Given records: Begin

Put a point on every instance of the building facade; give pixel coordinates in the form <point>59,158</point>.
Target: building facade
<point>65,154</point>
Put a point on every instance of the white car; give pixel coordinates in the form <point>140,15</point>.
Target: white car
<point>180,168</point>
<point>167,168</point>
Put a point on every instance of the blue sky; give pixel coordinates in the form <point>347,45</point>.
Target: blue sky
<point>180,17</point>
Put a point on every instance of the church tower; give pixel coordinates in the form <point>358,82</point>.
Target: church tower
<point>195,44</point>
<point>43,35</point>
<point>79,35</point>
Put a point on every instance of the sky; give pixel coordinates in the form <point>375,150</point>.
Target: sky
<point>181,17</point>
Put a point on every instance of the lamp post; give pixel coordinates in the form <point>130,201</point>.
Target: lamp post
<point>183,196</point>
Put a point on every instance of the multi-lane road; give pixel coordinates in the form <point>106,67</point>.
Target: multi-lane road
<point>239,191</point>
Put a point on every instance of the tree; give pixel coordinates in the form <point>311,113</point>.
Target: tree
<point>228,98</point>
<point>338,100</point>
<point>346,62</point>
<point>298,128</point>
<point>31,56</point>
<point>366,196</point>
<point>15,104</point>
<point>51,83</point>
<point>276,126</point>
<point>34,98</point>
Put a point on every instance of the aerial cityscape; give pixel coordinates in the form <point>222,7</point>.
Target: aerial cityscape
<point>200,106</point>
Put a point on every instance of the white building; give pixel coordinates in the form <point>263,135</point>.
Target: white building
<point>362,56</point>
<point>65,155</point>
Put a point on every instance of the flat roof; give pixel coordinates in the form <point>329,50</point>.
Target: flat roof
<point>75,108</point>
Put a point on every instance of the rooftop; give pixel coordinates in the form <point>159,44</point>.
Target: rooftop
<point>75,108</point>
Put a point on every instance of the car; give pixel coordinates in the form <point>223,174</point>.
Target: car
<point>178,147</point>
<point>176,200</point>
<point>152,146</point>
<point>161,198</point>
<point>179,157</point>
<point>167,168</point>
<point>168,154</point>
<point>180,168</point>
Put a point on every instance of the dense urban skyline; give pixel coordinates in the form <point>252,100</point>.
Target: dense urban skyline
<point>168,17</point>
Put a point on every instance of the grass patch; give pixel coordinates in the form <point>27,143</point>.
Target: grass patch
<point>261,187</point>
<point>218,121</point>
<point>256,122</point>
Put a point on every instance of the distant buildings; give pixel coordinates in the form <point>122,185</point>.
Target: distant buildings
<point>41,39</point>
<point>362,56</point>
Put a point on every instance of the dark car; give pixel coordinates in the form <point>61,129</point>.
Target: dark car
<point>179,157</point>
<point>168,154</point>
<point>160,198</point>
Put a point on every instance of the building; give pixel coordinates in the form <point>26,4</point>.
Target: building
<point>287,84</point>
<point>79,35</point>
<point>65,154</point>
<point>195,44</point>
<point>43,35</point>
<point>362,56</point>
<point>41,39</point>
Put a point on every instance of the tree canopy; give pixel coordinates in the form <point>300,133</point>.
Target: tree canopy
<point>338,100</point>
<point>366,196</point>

Given records: End
Given records: Begin

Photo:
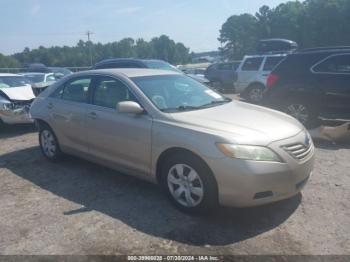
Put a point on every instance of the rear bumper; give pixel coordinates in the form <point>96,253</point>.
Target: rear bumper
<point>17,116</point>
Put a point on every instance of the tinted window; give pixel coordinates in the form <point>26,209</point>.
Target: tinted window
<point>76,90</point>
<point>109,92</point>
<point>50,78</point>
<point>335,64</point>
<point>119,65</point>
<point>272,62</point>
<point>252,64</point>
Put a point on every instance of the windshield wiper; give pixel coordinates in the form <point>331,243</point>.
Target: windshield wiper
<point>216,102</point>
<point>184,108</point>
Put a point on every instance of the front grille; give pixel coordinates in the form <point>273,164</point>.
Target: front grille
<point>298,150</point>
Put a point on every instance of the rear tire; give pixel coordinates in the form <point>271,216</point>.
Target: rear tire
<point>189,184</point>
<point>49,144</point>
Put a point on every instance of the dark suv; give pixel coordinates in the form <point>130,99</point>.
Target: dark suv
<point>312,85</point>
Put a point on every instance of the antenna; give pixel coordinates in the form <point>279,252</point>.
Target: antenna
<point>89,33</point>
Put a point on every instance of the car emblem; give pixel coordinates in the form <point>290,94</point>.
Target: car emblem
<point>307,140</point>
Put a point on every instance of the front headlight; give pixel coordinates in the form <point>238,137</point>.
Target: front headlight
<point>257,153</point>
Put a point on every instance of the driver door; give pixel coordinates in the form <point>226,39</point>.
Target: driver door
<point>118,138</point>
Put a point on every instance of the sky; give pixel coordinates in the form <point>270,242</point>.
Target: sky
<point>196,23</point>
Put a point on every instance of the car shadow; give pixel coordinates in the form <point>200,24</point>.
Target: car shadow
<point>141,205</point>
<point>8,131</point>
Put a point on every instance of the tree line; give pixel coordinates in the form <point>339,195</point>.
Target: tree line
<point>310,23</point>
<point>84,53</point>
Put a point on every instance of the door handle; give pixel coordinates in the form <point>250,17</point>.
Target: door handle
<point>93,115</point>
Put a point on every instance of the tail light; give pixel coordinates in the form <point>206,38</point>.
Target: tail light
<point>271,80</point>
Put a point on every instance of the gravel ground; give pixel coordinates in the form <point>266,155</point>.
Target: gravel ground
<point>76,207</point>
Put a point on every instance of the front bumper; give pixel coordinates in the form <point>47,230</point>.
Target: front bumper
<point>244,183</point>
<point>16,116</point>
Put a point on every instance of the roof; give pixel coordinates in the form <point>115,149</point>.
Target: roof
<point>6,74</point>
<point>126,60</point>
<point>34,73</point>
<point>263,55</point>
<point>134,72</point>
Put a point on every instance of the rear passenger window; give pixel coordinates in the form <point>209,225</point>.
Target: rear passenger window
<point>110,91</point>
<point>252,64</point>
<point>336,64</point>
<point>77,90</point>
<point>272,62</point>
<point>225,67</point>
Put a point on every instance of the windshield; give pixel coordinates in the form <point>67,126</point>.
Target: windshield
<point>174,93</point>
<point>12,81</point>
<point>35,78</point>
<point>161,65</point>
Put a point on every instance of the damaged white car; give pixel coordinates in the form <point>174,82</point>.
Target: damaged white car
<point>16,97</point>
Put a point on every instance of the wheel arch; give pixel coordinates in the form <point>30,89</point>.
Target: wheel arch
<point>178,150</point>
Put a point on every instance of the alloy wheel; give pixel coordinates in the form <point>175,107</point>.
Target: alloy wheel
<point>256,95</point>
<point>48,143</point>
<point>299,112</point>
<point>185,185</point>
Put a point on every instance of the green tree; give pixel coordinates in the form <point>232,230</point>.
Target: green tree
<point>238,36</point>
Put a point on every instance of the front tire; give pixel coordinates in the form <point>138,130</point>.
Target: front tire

Given records: End
Given records: Begin

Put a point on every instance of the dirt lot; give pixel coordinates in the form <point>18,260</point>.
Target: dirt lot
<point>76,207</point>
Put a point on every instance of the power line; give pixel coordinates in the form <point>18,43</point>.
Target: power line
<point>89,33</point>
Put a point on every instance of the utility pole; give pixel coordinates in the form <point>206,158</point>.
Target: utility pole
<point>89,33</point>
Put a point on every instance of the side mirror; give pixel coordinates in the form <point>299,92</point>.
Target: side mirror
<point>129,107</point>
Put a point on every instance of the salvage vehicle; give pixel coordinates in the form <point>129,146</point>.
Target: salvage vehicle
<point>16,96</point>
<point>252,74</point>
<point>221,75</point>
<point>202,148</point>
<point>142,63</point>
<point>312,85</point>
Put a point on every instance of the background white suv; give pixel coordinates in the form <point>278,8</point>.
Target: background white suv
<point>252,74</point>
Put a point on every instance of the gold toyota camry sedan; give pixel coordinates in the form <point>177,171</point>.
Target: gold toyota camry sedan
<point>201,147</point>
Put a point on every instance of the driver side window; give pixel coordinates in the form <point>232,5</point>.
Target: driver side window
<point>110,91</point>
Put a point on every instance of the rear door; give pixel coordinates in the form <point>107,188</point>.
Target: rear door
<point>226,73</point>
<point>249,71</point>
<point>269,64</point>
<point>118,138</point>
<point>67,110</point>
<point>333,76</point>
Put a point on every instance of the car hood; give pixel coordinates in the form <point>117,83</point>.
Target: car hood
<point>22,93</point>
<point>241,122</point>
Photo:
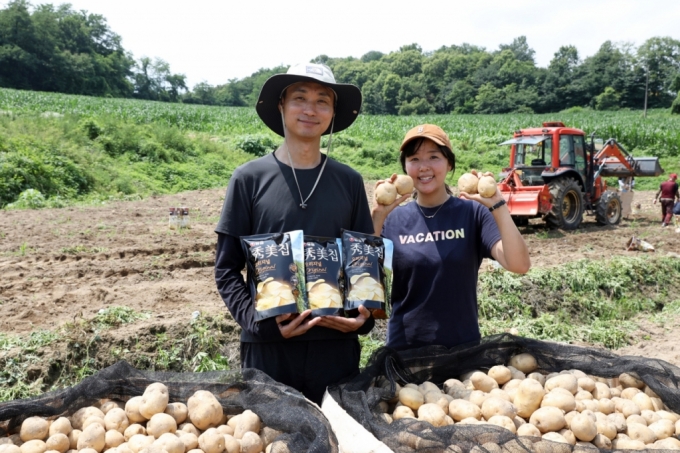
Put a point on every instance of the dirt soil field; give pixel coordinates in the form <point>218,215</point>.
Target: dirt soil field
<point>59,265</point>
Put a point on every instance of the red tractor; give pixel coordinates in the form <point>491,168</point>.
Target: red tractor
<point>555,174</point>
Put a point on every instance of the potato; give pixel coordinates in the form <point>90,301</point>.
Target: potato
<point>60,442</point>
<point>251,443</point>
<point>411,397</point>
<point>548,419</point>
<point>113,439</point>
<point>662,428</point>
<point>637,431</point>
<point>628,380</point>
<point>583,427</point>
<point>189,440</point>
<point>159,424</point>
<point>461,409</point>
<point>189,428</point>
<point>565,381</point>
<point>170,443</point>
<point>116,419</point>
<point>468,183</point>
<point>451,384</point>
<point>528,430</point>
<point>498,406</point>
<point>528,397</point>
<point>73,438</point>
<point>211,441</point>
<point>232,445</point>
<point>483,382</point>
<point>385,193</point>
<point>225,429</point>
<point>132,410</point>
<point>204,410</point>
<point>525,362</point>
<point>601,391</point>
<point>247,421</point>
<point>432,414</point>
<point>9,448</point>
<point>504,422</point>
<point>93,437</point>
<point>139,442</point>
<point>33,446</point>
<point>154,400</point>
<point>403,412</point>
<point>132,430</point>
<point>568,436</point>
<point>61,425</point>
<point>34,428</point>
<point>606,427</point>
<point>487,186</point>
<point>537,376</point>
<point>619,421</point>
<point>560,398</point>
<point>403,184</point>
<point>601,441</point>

Given records: End

*Aim of the exercise*.
Return word for word the lines above from the line with "Put a point on every instance of the blue" to the line with "Put a point on every instance of the church", including both and leaving out all others.

*Exercise solution*.
Put a point on every instance of the blue sky; give pixel coordinates in the form <point>347,45</point>.
Target: blue sky
<point>180,17</point>
Put a point on every instance of the church tower; give pixel coordinates in the form <point>358,82</point>.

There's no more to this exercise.